* [Conjunto de tarefas]:
**A)** Responda às perguntas abaixo com base no trecho sobre o egoísmo na vida coletiva.
(i) A partir de quando o homem foi minimizando o seu lado solidário?
(ii) Na antiguidade, quem se opunha de forma violenta à melhor divisão pedida pelos pequenos agricultores?
(iii) Qual era a motivação da recusa na partilha?
**B)** Dê continuidade ao trecho sobre o egoísmo na vida coletiva, começando logo após a última frase.

Por Fernando Lobato_Historiador
Os conflitos do mundo dito civilizado estão relacionados, de uma forma direta ou indireta, à predominância do princípio do “cada um cuida de si” na vida coletiva. Desde que passou a viver em cidades, o homem foi minimizando o seu lado solidário e maximizando o seu lado egoísta. Na antiguidade, quem tinha muita terra e muitos escravos opunha-se de forma violenta à pretensão de melhor divisão requerida pelos pequenos agricultores, apesar de saberem que estes, em face da reduzida área de plantio, não produziam o suficiente para alimentar satisfatoriamente suas famílias. Essa recusa na partilha tinha uma clara motivação: o acúmulo de riquezas para o desfrute no plano privado. Em nome do bem estar material proporcionado pela riqueza acumulada, os ricos adquiriram o hábito de fechar os olhos para a miséria ao seu redor.

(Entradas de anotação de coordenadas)
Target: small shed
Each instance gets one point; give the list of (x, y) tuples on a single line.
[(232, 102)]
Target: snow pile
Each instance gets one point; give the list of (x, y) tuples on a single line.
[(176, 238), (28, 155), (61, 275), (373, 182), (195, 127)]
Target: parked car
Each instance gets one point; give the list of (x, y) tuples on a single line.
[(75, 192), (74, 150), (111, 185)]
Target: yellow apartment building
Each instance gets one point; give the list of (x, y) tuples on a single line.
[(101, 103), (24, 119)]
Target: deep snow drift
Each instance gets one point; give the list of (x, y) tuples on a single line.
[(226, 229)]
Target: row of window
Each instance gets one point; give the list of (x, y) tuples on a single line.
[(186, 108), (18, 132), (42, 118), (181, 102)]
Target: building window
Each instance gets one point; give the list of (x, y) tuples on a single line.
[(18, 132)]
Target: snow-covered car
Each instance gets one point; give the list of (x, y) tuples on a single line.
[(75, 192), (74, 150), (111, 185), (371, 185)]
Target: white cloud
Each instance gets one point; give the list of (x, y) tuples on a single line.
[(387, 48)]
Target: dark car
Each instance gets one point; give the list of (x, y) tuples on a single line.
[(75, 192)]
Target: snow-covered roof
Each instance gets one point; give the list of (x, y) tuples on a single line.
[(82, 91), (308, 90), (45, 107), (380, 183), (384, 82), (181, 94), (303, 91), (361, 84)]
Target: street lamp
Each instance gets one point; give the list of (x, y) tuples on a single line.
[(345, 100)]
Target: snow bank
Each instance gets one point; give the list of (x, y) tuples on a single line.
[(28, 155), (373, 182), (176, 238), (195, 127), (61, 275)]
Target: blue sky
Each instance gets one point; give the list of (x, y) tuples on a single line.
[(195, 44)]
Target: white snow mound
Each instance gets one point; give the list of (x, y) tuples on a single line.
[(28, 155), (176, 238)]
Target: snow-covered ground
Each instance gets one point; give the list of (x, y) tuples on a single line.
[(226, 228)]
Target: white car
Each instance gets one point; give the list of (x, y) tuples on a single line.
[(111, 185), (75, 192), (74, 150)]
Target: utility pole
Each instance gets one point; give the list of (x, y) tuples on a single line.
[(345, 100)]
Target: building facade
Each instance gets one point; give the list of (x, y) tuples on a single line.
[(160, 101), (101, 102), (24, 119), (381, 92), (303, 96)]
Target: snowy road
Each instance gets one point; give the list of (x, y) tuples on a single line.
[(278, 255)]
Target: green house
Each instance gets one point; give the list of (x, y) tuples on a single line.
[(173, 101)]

* [Respostas]:
**A)**
(i) O homem foi minimizando o seu lado solidário desde que passou a viver em cidades.
(ii) Quem se opunha eram os que tinham muita terra e muitos escravos.
(iii) A motivação era o acúmulo de riquezas para o desfrute no plano privado.

**B)**
Acumular riquezas para gozo na vida presente e futura, através da herança deixada aos descendentes, tornou-se regra nas sociedades do “cada um cuida de si”. Mas, ao buscarem egoisticamente uma condição de vida material cada vez mais abastada, os ricos e poderosos semearam, no seio dos menos afortunados, a semente do descontentamento e do inconformismo. Como aceitar a fome vivendo ao lado da fartura? Nessa conjuntura desigual, os inconformados perceberam que tinham de se unir para lutar por mudanças. Eis a origem das classes sociais e do conflito entre elas.
O estado foi criado para por ordem na vida citadina colocando sob controle o conflito social. Para além desse objetivo interno, foi também estruturado para manter a independência da cidade em relação às demais. Dessa forma, o medo dos exércitos inimigos convivia lada a lado com o medo da rebelião generalizada das classes subalternas. Conscientes da contradição dos seus interesses com os das classes subalternas, as elites sempre buscaram impedir a livre organização destas, pois unidas e organizadas podiam ser fortes o suficiente para impor-lhes exigências ou limitar o seu poder. Eis a razão pela qual são sempre muito bem vigiadas e, sempre que fogem do comportamento padrão, são punidas com rigor.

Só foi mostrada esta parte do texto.